Which lines run from the one containing "the sky, reporting" through the end of the material? Reproduce them exactly.

==============================

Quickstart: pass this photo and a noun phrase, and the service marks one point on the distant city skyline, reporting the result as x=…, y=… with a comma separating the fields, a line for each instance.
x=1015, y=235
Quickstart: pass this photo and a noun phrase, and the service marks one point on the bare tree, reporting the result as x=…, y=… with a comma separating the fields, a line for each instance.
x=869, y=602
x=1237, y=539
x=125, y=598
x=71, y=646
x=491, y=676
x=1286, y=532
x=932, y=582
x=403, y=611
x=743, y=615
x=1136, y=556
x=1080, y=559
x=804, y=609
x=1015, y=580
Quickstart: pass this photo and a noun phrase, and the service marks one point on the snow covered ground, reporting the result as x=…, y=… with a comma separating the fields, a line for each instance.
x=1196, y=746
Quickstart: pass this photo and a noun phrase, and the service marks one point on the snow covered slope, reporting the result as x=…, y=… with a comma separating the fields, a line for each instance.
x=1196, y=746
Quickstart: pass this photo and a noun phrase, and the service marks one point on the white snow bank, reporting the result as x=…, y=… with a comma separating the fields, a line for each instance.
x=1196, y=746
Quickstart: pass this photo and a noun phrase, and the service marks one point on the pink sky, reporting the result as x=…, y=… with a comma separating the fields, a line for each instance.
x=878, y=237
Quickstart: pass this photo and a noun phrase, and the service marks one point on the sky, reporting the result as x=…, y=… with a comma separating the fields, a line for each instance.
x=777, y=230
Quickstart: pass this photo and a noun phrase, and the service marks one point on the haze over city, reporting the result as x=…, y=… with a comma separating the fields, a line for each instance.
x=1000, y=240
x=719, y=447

==============================

Solution:
Quickstart: pass this photo and a noun phrase, and the service marks one point on the sky, reporting the result as x=…, y=… with a comma separating the fields, a line for each instance.
x=777, y=230
Quickstart: pass this photo and a noun phrase, and the service marks one point on the haze over city, reporting the result as x=…, y=… with a comma separating the fields, a line for each instance.
x=1000, y=240
x=719, y=447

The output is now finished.